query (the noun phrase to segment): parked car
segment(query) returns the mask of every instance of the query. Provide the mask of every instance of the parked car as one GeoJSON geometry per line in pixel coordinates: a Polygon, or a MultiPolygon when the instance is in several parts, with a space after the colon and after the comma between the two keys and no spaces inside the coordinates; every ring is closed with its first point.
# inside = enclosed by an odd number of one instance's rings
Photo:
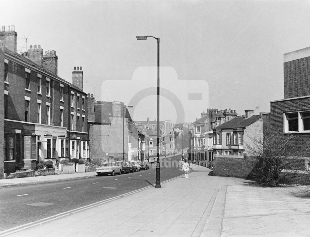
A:
{"type": "Polygon", "coordinates": [[[141,166],[141,169],[148,169],[150,168],[150,166],[148,162],[147,161],[141,161],[139,164],[141,166]]]}
{"type": "Polygon", "coordinates": [[[129,170],[130,172],[137,172],[137,167],[135,165],[135,164],[133,162],[129,162],[128,163],[129,166],[129,170]]]}
{"type": "Polygon", "coordinates": [[[130,172],[130,168],[128,163],[126,162],[122,162],[120,165],[122,166],[122,173],[129,173],[130,172]]]}
{"type": "Polygon", "coordinates": [[[137,167],[137,171],[140,171],[141,170],[141,166],[139,165],[139,161],[132,161],[135,165],[137,167]]]}
{"type": "Polygon", "coordinates": [[[99,176],[108,174],[114,175],[115,173],[120,174],[122,170],[122,167],[117,162],[105,162],[96,168],[96,172],[99,176]]]}

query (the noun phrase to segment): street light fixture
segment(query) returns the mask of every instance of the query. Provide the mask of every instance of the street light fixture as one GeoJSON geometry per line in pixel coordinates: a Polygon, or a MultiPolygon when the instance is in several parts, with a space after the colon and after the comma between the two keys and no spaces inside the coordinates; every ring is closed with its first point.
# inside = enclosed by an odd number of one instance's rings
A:
{"type": "Polygon", "coordinates": [[[123,112],[124,112],[123,113],[123,162],[125,161],[125,158],[124,156],[124,146],[125,146],[125,144],[124,144],[124,140],[125,139],[125,138],[124,137],[124,134],[125,133],[124,131],[125,129],[125,109],[126,108],[132,108],[133,106],[124,106],[124,108],[123,109],[123,112]]]}
{"type": "Polygon", "coordinates": [[[155,188],[161,188],[160,185],[160,167],[159,166],[159,38],[148,35],[136,36],[137,39],[146,40],[148,37],[153,38],[157,41],[157,162],[156,167],[155,188]]]}

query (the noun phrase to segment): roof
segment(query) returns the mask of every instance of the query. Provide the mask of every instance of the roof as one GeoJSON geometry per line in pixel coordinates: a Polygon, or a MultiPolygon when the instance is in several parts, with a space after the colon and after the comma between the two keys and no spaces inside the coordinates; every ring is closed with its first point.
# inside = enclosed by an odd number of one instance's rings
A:
{"type": "Polygon", "coordinates": [[[253,115],[248,118],[245,117],[237,117],[218,126],[213,130],[245,128],[258,121],[260,117],[259,115],[253,115]]]}
{"type": "Polygon", "coordinates": [[[195,124],[197,123],[204,123],[205,121],[207,120],[208,119],[209,116],[207,115],[205,115],[205,116],[202,117],[199,119],[197,119],[193,123],[192,123],[193,124],[195,124]]]}

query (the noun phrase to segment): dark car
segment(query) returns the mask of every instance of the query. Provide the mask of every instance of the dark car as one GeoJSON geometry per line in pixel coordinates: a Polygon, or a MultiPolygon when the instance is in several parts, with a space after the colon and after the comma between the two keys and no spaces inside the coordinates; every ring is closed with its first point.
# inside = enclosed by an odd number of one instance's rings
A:
{"type": "Polygon", "coordinates": [[[133,162],[130,162],[128,163],[129,165],[129,170],[130,172],[136,172],[137,166],[135,166],[135,163],[133,162]]]}
{"type": "Polygon", "coordinates": [[[147,161],[141,161],[139,165],[141,166],[141,169],[145,169],[146,170],[150,168],[148,162],[147,161]]]}
{"type": "Polygon", "coordinates": [[[127,162],[121,162],[119,165],[122,166],[122,173],[129,173],[130,172],[130,168],[127,162]]]}

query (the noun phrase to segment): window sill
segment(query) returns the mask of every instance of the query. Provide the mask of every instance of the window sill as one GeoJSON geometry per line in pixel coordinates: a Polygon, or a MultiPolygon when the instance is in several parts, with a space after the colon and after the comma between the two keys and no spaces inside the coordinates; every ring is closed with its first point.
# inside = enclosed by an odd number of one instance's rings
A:
{"type": "Polygon", "coordinates": [[[283,134],[294,134],[298,133],[310,133],[310,130],[306,130],[306,131],[292,131],[291,132],[284,132],[283,134]]]}

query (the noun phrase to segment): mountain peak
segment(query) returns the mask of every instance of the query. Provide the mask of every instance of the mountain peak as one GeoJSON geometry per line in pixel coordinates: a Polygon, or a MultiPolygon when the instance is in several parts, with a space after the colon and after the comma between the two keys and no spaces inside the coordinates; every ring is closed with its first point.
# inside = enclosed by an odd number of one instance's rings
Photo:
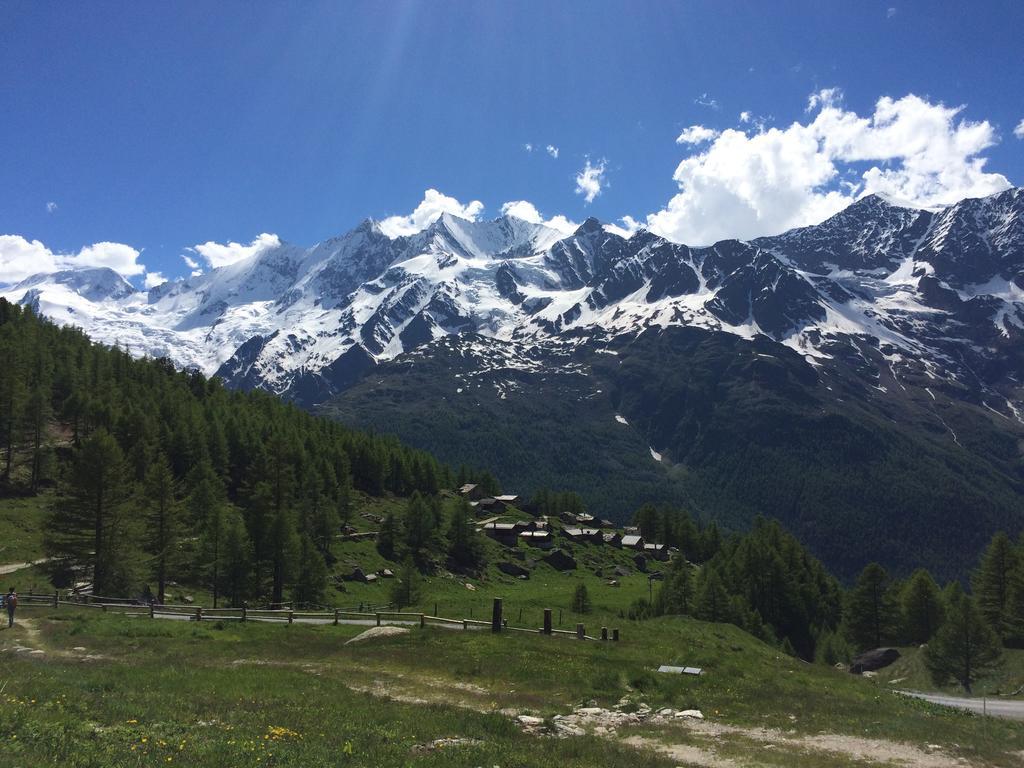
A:
{"type": "Polygon", "coordinates": [[[587,218],[579,227],[577,227],[577,234],[590,234],[591,232],[599,232],[604,230],[604,225],[593,216],[587,218]]]}

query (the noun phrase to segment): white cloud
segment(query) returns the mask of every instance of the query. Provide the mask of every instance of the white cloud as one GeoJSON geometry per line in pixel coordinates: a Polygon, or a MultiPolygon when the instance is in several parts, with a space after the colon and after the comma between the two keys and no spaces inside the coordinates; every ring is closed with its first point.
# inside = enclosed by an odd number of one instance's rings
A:
{"type": "Polygon", "coordinates": [[[513,200],[502,206],[503,216],[515,216],[517,219],[528,221],[531,224],[544,224],[552,229],[557,229],[564,234],[571,234],[579,227],[575,221],[570,221],[565,216],[558,214],[550,219],[544,218],[537,206],[526,200],[513,200]]]}
{"type": "Polygon", "coordinates": [[[1010,186],[985,172],[980,157],[995,143],[994,129],[961,119],[963,108],[886,96],[861,117],[844,109],[838,89],[812,94],[808,104],[806,123],[728,129],[684,158],[673,175],[679,193],[647,227],[708,244],[816,223],[871,193],[932,207],[1010,186]]]}
{"type": "Polygon", "coordinates": [[[604,161],[597,165],[590,164],[590,158],[577,174],[577,195],[583,195],[584,200],[593,203],[594,198],[601,194],[601,187],[605,185],[604,161]]]}
{"type": "MultiPolygon", "coordinates": [[[[188,250],[198,253],[203,257],[208,265],[216,269],[218,266],[227,266],[236,261],[248,259],[251,256],[263,253],[269,248],[276,248],[281,245],[281,239],[276,234],[263,232],[249,245],[242,243],[214,243],[212,240],[207,243],[193,246],[188,250]]],[[[196,264],[194,259],[182,257],[188,266],[196,264]]]]}
{"type": "Polygon", "coordinates": [[[691,125],[676,137],[677,144],[702,144],[711,141],[718,135],[714,128],[706,128],[702,125],[691,125]]]}
{"type": "Polygon", "coordinates": [[[693,99],[693,103],[700,106],[707,106],[711,110],[719,109],[719,103],[717,99],[712,98],[707,93],[701,93],[699,96],[693,99]]]}
{"type": "Polygon", "coordinates": [[[142,274],[140,252],[123,243],[94,243],[76,253],[55,253],[38,240],[0,234],[0,284],[17,283],[40,272],[105,266],[126,278],[142,274]]]}
{"type": "Polygon", "coordinates": [[[604,230],[606,232],[613,232],[621,238],[632,238],[638,229],[643,228],[643,222],[637,221],[632,216],[623,216],[618,219],[622,224],[605,224],[604,230]]]}
{"type": "Polygon", "coordinates": [[[442,195],[436,189],[423,193],[422,202],[408,216],[389,216],[380,222],[381,231],[389,238],[416,234],[434,223],[442,213],[451,213],[459,218],[476,221],[483,211],[483,203],[478,200],[463,205],[455,198],[442,195]]]}

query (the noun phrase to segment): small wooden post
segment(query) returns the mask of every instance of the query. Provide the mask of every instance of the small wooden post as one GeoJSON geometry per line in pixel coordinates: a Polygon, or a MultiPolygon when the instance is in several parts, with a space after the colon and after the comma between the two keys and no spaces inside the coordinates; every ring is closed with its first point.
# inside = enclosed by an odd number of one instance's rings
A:
{"type": "Polygon", "coordinates": [[[502,599],[500,597],[495,598],[495,605],[490,610],[490,631],[502,631],[502,599]]]}

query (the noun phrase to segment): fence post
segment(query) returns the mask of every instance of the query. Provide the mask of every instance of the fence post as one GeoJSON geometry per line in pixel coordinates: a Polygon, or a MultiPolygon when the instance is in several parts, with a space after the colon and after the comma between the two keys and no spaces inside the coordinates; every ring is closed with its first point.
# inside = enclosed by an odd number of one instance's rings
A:
{"type": "Polygon", "coordinates": [[[500,597],[495,598],[495,605],[490,610],[490,631],[502,631],[502,599],[500,597]]]}

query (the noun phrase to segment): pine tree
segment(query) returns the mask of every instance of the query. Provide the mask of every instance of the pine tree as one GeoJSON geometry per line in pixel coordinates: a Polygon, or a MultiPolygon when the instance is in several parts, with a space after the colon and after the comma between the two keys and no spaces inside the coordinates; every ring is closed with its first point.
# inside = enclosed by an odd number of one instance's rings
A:
{"type": "Polygon", "coordinates": [[[590,613],[590,595],[586,584],[578,584],[572,592],[572,612],[590,613]]]}
{"type": "Polygon", "coordinates": [[[420,582],[420,571],[413,562],[412,557],[407,557],[394,582],[391,584],[391,602],[398,610],[416,605],[422,599],[422,585],[420,582]]]}
{"type": "Polygon", "coordinates": [[[847,601],[847,636],[858,649],[878,648],[893,638],[897,623],[898,609],[889,573],[878,563],[869,563],[857,578],[847,601]]]}
{"type": "Polygon", "coordinates": [[[913,571],[901,595],[903,636],[908,642],[927,643],[942,624],[939,586],[924,568],[913,571]]]}
{"type": "Polygon", "coordinates": [[[473,522],[473,509],[468,501],[458,499],[449,521],[449,558],[460,567],[474,568],[483,563],[483,542],[473,522]]]}
{"type": "Polygon", "coordinates": [[[44,540],[49,556],[92,570],[95,595],[125,595],[137,586],[130,498],[121,446],[106,430],[97,429],[76,452],[70,481],[47,519],[44,540]]]}
{"type": "Polygon", "coordinates": [[[145,551],[153,557],[157,602],[163,604],[168,563],[174,553],[179,526],[177,486],[165,457],[158,457],[150,465],[143,482],[143,495],[147,510],[145,551]]]}
{"type": "Polygon", "coordinates": [[[292,599],[299,605],[319,607],[327,592],[327,563],[319,548],[309,536],[299,545],[299,568],[292,590],[292,599]]]}
{"type": "Polygon", "coordinates": [[[968,693],[978,677],[994,666],[1002,648],[996,633],[974,601],[955,592],[946,606],[946,617],[925,649],[925,665],[936,685],[955,680],[968,693]]]}
{"type": "Polygon", "coordinates": [[[437,537],[437,509],[417,490],[406,506],[404,554],[423,564],[427,554],[435,548],[437,537]]]}
{"type": "Polygon", "coordinates": [[[992,537],[981,557],[981,564],[971,580],[978,601],[978,610],[999,639],[1011,632],[1014,616],[1010,609],[1013,573],[1019,565],[1017,552],[1009,537],[998,532],[992,537]]]}
{"type": "Polygon", "coordinates": [[[690,613],[693,610],[693,567],[681,554],[672,558],[669,572],[654,598],[656,613],[690,613]]]}
{"type": "Polygon", "coordinates": [[[227,514],[223,542],[223,591],[230,604],[239,607],[249,594],[253,553],[245,522],[234,510],[227,514]]]}
{"type": "Polygon", "coordinates": [[[693,614],[705,622],[731,622],[732,605],[718,572],[705,567],[697,586],[693,614]]]}
{"type": "Polygon", "coordinates": [[[384,515],[384,520],[381,521],[380,530],[377,531],[377,551],[380,552],[381,557],[393,560],[397,554],[400,538],[401,527],[398,524],[398,518],[393,512],[388,512],[384,515]]]}
{"type": "Polygon", "coordinates": [[[296,571],[300,542],[295,522],[287,509],[281,509],[270,525],[270,603],[280,606],[285,586],[296,571]]]}

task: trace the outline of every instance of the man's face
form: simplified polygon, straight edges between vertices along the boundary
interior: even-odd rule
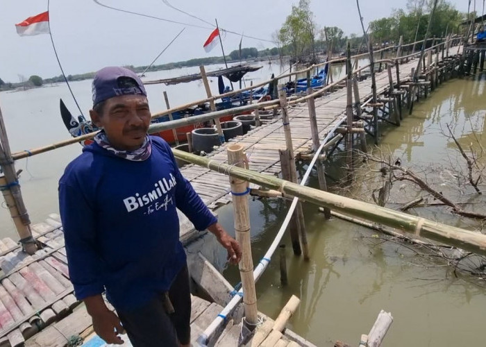
[[[143,144],[151,115],[143,95],[120,95],[105,101],[101,112],[90,111],[91,120],[106,133],[115,149],[134,151]]]

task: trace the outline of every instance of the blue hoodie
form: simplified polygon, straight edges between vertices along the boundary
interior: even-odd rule
[[[71,281],[78,300],[106,289],[117,309],[141,306],[167,291],[185,264],[176,208],[202,230],[216,223],[176,164],[151,137],[143,162],[93,143],[66,167],[59,206]]]

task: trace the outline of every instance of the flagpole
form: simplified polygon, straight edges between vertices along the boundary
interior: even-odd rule
[[[81,111],[81,108],[79,107],[79,104],[78,103],[78,101],[76,99],[76,97],[74,96],[74,93],[73,93],[72,90],[71,89],[71,85],[69,85],[69,83],[67,81],[67,78],[66,78],[66,74],[64,73],[64,69],[62,69],[62,65],[60,64],[60,61],[59,61],[59,57],[58,56],[58,52],[56,50],[56,45],[54,44],[54,40],[52,38],[52,31],[51,31],[51,12],[49,12],[49,3],[50,0],[47,0],[47,13],[49,15],[49,20],[47,21],[47,25],[49,26],[49,35],[51,37],[51,42],[52,42],[52,48],[54,49],[54,54],[56,54],[56,59],[58,60],[58,64],[59,65],[59,67],[61,69],[61,72],[62,73],[62,77],[64,77],[64,81],[66,81],[66,84],[67,85],[67,87],[69,90],[69,92],[71,92],[71,95],[73,97],[73,99],[74,100],[74,103],[76,103],[76,105],[78,106],[78,110],[79,110],[79,112],[81,114],[81,116],[84,117],[84,115],[83,114],[83,111]]]
[[[226,69],[228,69],[228,63],[226,62],[226,56],[224,55],[224,49],[223,48],[223,40],[221,40],[221,32],[219,31],[219,26],[218,26],[218,20],[217,19],[216,20],[216,28],[218,29],[218,37],[219,37],[219,43],[221,44],[221,51],[223,52],[223,59],[224,59],[224,65],[226,67]],[[230,81],[230,84],[231,85],[231,90],[235,90],[235,88],[233,87],[233,82]]]

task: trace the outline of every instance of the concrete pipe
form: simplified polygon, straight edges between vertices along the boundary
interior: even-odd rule
[[[235,117],[233,119],[242,123],[243,126],[243,135],[250,131],[251,126],[255,126],[256,124],[255,116],[252,115],[240,115]]]
[[[199,128],[192,131],[192,149],[194,152],[204,151],[206,153],[212,151],[213,146],[219,146],[219,135],[213,128]]]
[[[178,146],[176,146],[174,149],[178,149],[180,151],[183,151],[184,152],[189,153],[189,144],[179,144]],[[182,160],[181,159],[178,159],[177,158],[176,158],[176,162],[177,163],[177,167],[179,169],[181,169],[184,165],[187,165],[187,164],[190,164],[189,162],[186,162],[186,161]]]
[[[214,126],[213,128],[216,129],[216,126]],[[221,128],[223,130],[224,139],[226,141],[240,135],[243,135],[243,126],[241,121],[222,121],[221,123]]]
[[[277,111],[276,115],[280,115],[280,110]],[[251,112],[251,115],[255,117],[255,111]],[[274,117],[273,110],[267,111],[259,111],[258,115],[260,116],[260,119],[271,119]]]

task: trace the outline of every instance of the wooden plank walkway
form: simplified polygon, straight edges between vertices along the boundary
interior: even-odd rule
[[[415,68],[417,64],[417,60],[414,59],[400,65],[401,83],[410,80],[412,68]],[[392,68],[392,76],[394,83],[396,83],[394,66]],[[386,69],[376,74],[376,81],[378,96],[387,91],[389,82]],[[371,78],[359,82],[358,87],[362,104],[372,94]],[[322,139],[335,126],[346,121],[346,88],[338,89],[316,99],[315,105],[319,137]],[[294,152],[308,152],[312,146],[312,140],[307,104],[300,103],[290,106],[288,114]],[[215,149],[209,155],[211,160],[226,163],[227,146],[241,144],[244,145],[245,152],[249,156],[250,170],[278,175],[280,172],[278,150],[286,148],[281,117],[277,117],[273,120],[263,121],[266,123],[261,126],[243,136],[235,137]],[[210,209],[215,210],[231,201],[231,196],[228,194],[229,181],[226,175],[194,164],[187,164],[181,171]]]

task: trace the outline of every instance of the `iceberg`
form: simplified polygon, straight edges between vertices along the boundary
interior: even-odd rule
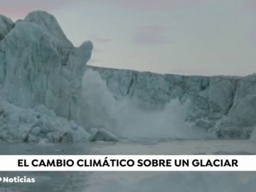
[[[75,47],[55,18],[45,11],[31,12],[16,22],[0,16],[1,141],[87,141],[97,122],[106,130],[93,140],[113,140],[107,127],[117,122],[111,113],[124,100],[153,116],[151,112],[161,112],[178,100],[181,105],[188,103],[185,121],[192,127],[216,137],[251,137],[256,125],[255,75],[185,76],[88,66],[92,48],[90,41]],[[87,74],[89,70],[97,75]],[[82,80],[95,75],[104,82],[99,83],[105,93],[93,87],[97,83],[82,92]],[[101,95],[95,97],[91,91]],[[85,104],[84,97],[91,99]],[[92,105],[90,100],[100,100],[104,107]],[[100,115],[86,119],[87,113]],[[106,122],[109,124],[102,124]]]

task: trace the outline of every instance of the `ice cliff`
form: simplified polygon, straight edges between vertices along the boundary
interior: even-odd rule
[[[221,138],[249,138],[256,124],[256,75],[183,76],[91,67],[117,100],[148,110],[189,101],[186,120]]]
[[[183,76],[87,67],[92,49],[90,41],[74,47],[46,12],[34,11],[16,22],[0,15],[0,140],[87,140],[78,119],[87,68],[100,73],[116,100],[129,98],[145,111],[161,111],[175,98],[189,100],[186,120],[218,137],[248,138],[256,124],[255,75]]]
[[[11,107],[4,105],[4,107],[2,107],[3,113],[0,114],[4,118],[0,126],[1,140],[6,140],[4,139],[6,136],[6,138],[11,137],[13,132],[13,137],[7,140],[29,141],[30,137],[26,139],[21,135],[16,137],[16,134],[20,130],[26,129],[33,132],[31,127],[36,127],[36,124],[41,124],[39,126],[41,128],[49,127],[48,132],[45,132],[46,128],[43,127],[44,133],[38,134],[40,138],[48,137],[47,134],[55,132],[58,129],[63,132],[68,129],[67,127],[72,127],[64,124],[68,124],[68,120],[76,120],[82,78],[92,49],[90,41],[85,41],[79,48],[75,48],[65,37],[55,18],[46,12],[32,12],[24,20],[18,20],[16,23],[0,16],[0,97],[4,102],[15,105]],[[46,113],[49,121],[53,120],[52,123],[55,125],[44,124],[41,118],[44,118],[43,117],[46,115],[38,115],[38,112],[29,110],[38,105],[44,105],[63,118],[54,118],[52,113]],[[28,122],[22,127],[18,123],[21,121],[18,120],[21,119],[19,112],[16,112],[16,114],[5,113],[6,111],[16,112],[14,110],[16,107],[26,110],[22,113],[28,114],[28,117],[35,112],[33,116],[38,116],[38,119],[31,117],[33,120],[21,122],[32,121],[36,124]],[[15,119],[18,119],[18,122],[14,122]],[[54,119],[56,119],[55,122],[59,121],[63,123],[58,125],[54,123]],[[4,125],[8,124],[8,121],[9,129]],[[38,121],[41,123],[38,124]],[[84,134],[86,134],[85,131]],[[51,142],[63,140],[50,137],[47,139]]]

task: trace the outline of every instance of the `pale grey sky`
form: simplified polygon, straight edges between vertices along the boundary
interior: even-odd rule
[[[91,40],[90,65],[185,75],[256,71],[254,0],[0,0],[14,19],[53,14],[75,46]]]

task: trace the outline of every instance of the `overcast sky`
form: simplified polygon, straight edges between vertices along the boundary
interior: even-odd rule
[[[256,72],[255,0],[0,0],[14,20],[53,14],[90,65],[185,75]]]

--------------------------------

**Directions for this task:**
Quote everything in the records from the line containing "query (the noun phrase to segment): mountain" down to the line containing "of the mountain", including both of those lines.

**Result:**
query (the noun phrase to segment): mountain peak
segment(query) returns the mask of every instance of the query. Provide the mask of every instance of the mountain peak as one GeoJSON geometry per line in pixel coordinates: a Polygon, or a MultiPolygon when the instance is in several parts, with a space after the colon and after the comma between the two keys and no spaces inside the coordinates; every ring is closed with its first point.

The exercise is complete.